-- Brief --
Count the lines in the listing below that contain the string "Target". Reply with the number alone.

-- The data --
+ + + + +

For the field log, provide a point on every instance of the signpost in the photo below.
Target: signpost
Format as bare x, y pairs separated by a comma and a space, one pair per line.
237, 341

+ + + + +

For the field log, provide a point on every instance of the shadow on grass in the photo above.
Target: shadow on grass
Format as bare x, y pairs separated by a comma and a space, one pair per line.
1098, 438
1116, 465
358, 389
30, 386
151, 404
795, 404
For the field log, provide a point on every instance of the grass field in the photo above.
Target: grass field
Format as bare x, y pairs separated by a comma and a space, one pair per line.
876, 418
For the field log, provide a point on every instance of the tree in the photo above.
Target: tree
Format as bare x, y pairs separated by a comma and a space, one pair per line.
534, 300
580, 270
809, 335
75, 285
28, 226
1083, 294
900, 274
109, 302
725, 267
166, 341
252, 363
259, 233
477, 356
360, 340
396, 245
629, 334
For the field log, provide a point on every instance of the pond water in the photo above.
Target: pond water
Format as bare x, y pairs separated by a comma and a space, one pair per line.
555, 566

+ + + + +

-- The response --
5